◆ 文本块:
###

通过爬虫自动获取网页内容,这里爬取 https://www.meizu.com 的手机📱信息,如下
爬取步骤
- 爬取内容
- 筛选内容
- 服务端没有dom,但我们可以使用 cheerio 操作dom筛选数据,语法和 jQuery 基本一样
Node.js server.js
const http = require('http')
const https = require('https')
const cheerio = require('cheerio');
// 筛选数据
const filterData = (data) => {
const $ = cheerio.load(data);
const filterDataArr = []
const arr = $('.section-phone-box .section-box-row .index-center-wrapper ul li')
arr.each((index, el) => {
console.log(index);
const goodsName = $(el).find('.goods-name').text()
const description = $(el).find('.goods-desc').text()
const price = $(el).find('.goods-price').text()
const goodsImg = $(el).find('.goods-img').data('src')
const good = {
goodsName,
description,
price,
goodsImg,
}
filterDataArr.push(good)
})
console.log(filterDataArr);
}
const server = http.createServer((request, response) => {
let data = ''
https.get('https://www.meizu.com', (result) => {
result.on('data', chunk => {
data += chunk
})
result.on('end', () => {
filterData(data)
})
})
})
server.listen(8080, () => {
console.log('localhost:8080');
})
打印结果:
你可以筛选更丰富的数据😸

###

◆ 记录集:
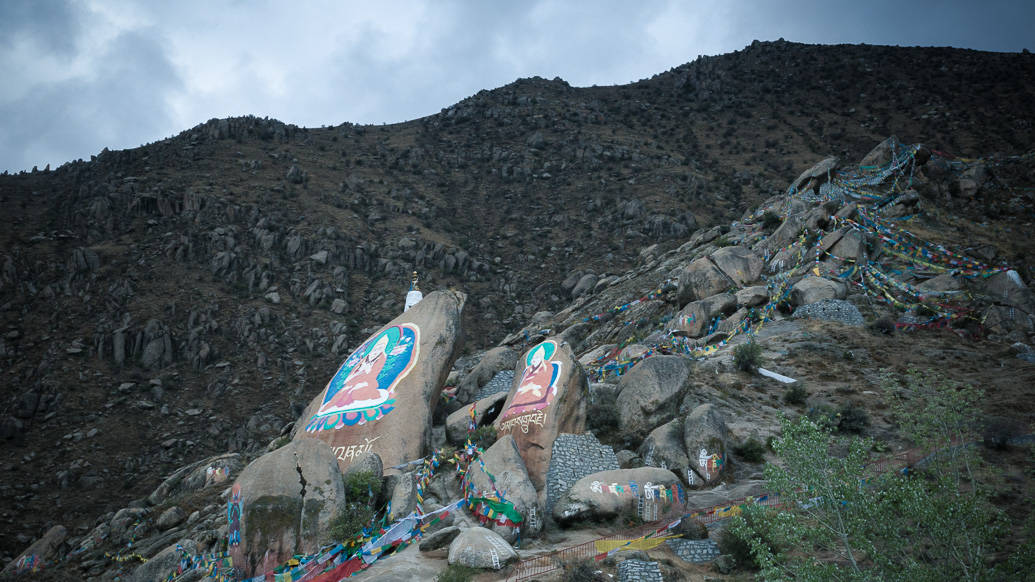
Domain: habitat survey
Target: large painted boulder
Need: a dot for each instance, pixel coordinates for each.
(607, 494)
(283, 504)
(509, 478)
(383, 396)
(548, 398)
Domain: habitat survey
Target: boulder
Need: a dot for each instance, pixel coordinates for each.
(663, 448)
(705, 438)
(701, 279)
(213, 470)
(882, 154)
(364, 463)
(811, 289)
(739, 263)
(383, 396)
(723, 494)
(503, 461)
(852, 245)
(457, 422)
(549, 397)
(165, 562)
(42, 551)
(696, 318)
(785, 234)
(171, 518)
(607, 494)
(1007, 288)
(477, 547)
(649, 395)
(403, 495)
(815, 176)
(283, 504)
(831, 310)
(493, 361)
(628, 459)
(440, 539)
(585, 285)
(942, 283)
(752, 296)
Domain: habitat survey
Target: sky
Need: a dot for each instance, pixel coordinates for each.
(84, 75)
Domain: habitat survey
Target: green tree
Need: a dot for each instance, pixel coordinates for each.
(840, 521)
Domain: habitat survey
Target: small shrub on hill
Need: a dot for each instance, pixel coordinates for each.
(361, 492)
(852, 418)
(795, 395)
(581, 571)
(747, 357)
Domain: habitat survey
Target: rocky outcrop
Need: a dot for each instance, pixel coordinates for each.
(477, 547)
(383, 396)
(696, 319)
(549, 398)
(285, 501)
(705, 437)
(701, 279)
(603, 495)
(740, 264)
(811, 289)
(503, 461)
(493, 361)
(43, 551)
(456, 423)
(650, 394)
(663, 448)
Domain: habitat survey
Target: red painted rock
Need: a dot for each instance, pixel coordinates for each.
(383, 396)
(548, 398)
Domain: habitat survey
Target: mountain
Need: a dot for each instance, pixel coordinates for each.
(187, 297)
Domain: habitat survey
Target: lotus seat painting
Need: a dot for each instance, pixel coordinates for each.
(363, 388)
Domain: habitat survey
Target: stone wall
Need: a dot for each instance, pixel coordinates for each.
(574, 457)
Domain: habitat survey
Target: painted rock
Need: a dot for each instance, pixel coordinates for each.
(603, 495)
(705, 437)
(509, 479)
(382, 398)
(649, 395)
(43, 551)
(283, 504)
(548, 398)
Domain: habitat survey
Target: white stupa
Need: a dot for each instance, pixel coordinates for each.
(413, 296)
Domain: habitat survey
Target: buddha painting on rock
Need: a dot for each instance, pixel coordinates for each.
(538, 381)
(362, 389)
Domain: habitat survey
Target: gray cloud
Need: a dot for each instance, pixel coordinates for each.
(86, 75)
(123, 102)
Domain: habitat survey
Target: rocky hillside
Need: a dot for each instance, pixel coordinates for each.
(188, 297)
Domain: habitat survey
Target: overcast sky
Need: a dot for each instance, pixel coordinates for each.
(81, 76)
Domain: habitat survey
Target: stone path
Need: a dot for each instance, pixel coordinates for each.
(697, 551)
(639, 571)
(574, 457)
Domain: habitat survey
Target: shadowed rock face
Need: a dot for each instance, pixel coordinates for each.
(548, 398)
(283, 503)
(603, 495)
(383, 396)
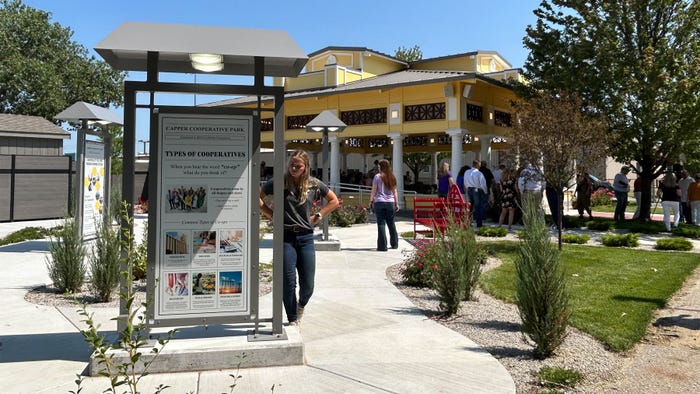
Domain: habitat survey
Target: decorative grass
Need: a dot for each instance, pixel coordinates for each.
(491, 232)
(614, 292)
(575, 238)
(673, 244)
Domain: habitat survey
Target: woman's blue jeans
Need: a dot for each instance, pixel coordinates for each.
(385, 217)
(299, 257)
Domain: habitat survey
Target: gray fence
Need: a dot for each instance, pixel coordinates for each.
(34, 187)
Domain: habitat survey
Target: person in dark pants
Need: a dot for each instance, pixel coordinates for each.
(621, 185)
(385, 200)
(300, 191)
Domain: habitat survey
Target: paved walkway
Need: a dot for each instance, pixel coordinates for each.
(361, 335)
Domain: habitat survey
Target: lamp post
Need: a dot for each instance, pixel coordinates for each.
(326, 122)
(85, 114)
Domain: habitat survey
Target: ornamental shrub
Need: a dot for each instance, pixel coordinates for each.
(630, 240)
(65, 260)
(104, 262)
(419, 264)
(673, 244)
(542, 299)
(458, 260)
(601, 197)
(575, 238)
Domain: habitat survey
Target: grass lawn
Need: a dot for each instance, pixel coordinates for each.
(614, 291)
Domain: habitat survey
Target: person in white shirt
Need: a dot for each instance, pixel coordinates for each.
(477, 190)
(531, 182)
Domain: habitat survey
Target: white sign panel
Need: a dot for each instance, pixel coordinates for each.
(203, 262)
(93, 188)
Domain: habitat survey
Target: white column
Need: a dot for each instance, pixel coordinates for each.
(485, 141)
(335, 162)
(457, 138)
(397, 162)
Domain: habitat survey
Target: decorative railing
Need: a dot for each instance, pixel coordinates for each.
(364, 116)
(502, 119)
(424, 112)
(475, 113)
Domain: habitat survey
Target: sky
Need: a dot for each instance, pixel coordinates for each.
(438, 27)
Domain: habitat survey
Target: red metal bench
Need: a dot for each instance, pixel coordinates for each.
(432, 213)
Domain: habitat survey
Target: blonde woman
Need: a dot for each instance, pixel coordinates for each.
(300, 191)
(445, 180)
(385, 202)
(670, 194)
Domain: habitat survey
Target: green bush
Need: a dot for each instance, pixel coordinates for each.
(687, 231)
(630, 240)
(575, 239)
(599, 225)
(673, 244)
(419, 264)
(542, 299)
(458, 258)
(104, 262)
(553, 378)
(491, 232)
(601, 197)
(65, 260)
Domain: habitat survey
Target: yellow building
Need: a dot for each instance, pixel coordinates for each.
(457, 103)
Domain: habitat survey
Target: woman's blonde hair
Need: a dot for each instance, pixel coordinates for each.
(669, 180)
(305, 182)
(387, 174)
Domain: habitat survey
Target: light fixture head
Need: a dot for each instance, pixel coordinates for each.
(207, 62)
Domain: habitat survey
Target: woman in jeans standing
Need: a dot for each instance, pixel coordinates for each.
(300, 191)
(385, 201)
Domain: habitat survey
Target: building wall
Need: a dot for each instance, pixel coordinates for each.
(31, 146)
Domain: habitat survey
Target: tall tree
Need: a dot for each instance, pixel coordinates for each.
(409, 54)
(637, 62)
(557, 129)
(42, 71)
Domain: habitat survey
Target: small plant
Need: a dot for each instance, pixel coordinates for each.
(65, 260)
(141, 256)
(558, 378)
(601, 197)
(575, 238)
(630, 240)
(542, 299)
(419, 264)
(491, 232)
(458, 258)
(599, 225)
(673, 244)
(133, 338)
(104, 262)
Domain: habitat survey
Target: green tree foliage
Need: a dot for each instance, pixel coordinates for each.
(541, 285)
(409, 54)
(560, 130)
(637, 62)
(42, 71)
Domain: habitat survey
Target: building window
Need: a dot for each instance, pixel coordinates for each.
(364, 116)
(424, 112)
(267, 124)
(475, 112)
(502, 119)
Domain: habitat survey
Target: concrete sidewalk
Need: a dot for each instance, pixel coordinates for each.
(360, 335)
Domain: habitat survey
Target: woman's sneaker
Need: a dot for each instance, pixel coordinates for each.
(300, 313)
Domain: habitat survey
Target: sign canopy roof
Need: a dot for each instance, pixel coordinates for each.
(127, 47)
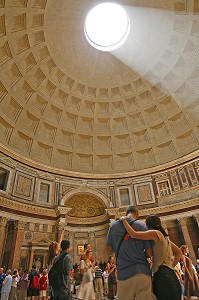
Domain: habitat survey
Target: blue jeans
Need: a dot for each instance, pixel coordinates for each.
(61, 294)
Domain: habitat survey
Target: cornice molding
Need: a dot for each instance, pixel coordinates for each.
(49, 169)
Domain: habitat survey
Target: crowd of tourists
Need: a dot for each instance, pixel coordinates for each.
(143, 264)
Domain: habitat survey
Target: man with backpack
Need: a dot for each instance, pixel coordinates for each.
(134, 274)
(33, 284)
(59, 274)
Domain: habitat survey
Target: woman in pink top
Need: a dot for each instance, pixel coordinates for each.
(165, 284)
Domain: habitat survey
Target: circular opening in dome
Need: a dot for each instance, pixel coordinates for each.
(107, 26)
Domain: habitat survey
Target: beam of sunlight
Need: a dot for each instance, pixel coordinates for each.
(163, 47)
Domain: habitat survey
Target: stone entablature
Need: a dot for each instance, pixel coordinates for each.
(26, 184)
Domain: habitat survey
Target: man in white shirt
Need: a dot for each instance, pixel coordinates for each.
(6, 286)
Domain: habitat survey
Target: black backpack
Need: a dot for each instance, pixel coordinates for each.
(55, 275)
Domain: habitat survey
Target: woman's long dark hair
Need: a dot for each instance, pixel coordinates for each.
(154, 222)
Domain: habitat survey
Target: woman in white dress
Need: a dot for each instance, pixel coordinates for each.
(86, 289)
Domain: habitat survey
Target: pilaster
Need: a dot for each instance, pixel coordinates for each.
(3, 231)
(17, 244)
(183, 224)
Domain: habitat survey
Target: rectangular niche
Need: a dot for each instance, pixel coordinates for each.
(4, 175)
(164, 188)
(124, 196)
(44, 192)
(24, 186)
(144, 193)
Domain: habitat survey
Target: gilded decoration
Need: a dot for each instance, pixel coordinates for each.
(84, 206)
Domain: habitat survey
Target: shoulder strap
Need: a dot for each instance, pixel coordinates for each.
(121, 240)
(61, 258)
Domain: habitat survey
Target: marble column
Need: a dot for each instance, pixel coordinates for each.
(196, 217)
(31, 258)
(3, 231)
(17, 244)
(183, 224)
(91, 235)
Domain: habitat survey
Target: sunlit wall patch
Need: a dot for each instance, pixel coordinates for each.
(107, 26)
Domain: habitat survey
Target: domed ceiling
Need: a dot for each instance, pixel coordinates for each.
(69, 106)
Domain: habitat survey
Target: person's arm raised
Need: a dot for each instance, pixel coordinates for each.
(177, 254)
(61, 236)
(140, 235)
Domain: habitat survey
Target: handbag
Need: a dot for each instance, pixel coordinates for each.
(112, 279)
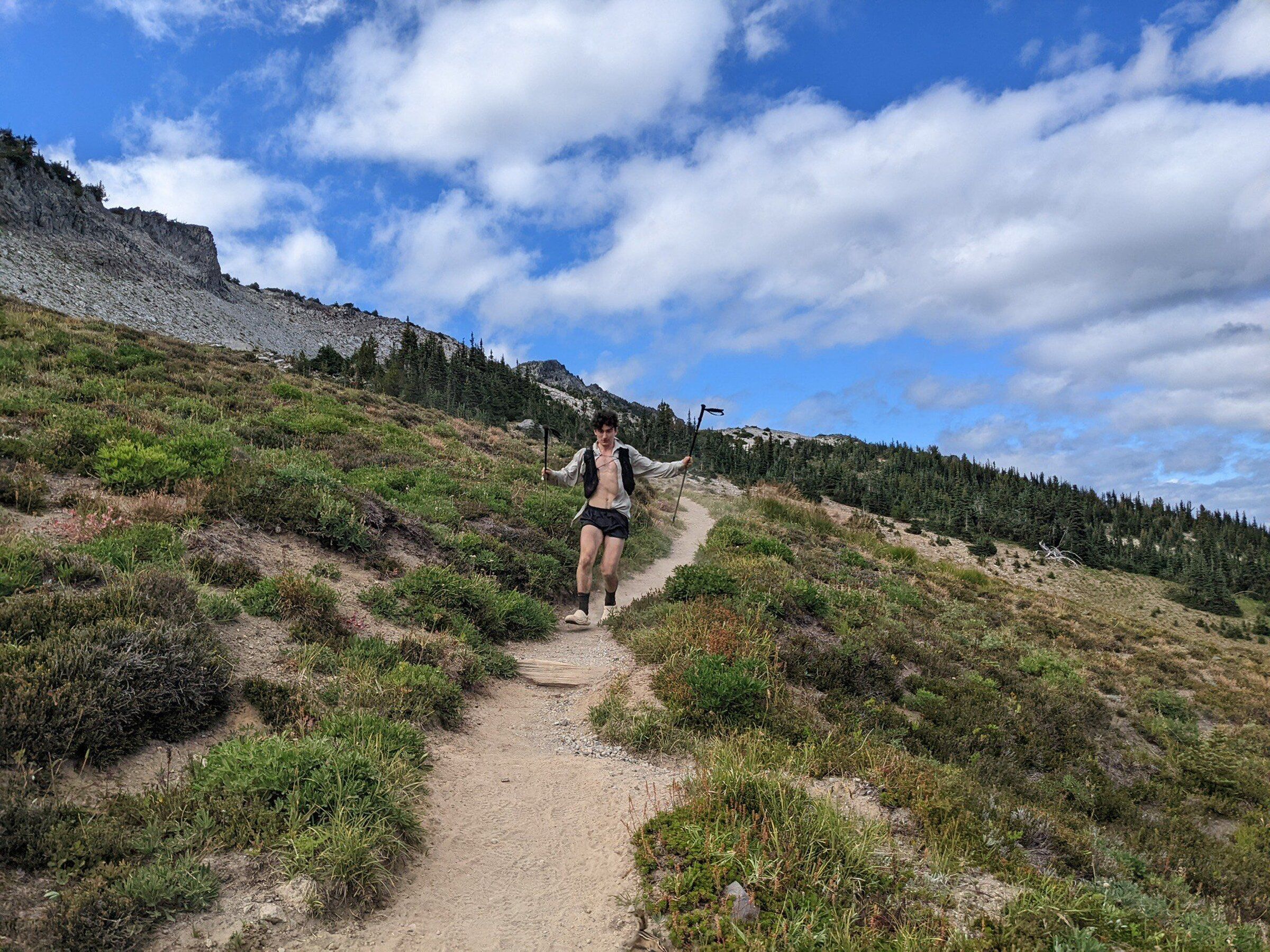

###

◆ 题目 1:
根据文本块,在服务端操作 dom 筛选数据时用的是哪个库?
◆ 题目 2:
请统计列表中包含字符串“wall”的行数,区分大小写,只回答数字。

◆ 完整输出 1:
用的是 cheerio。

◆ 完整输出 2:
3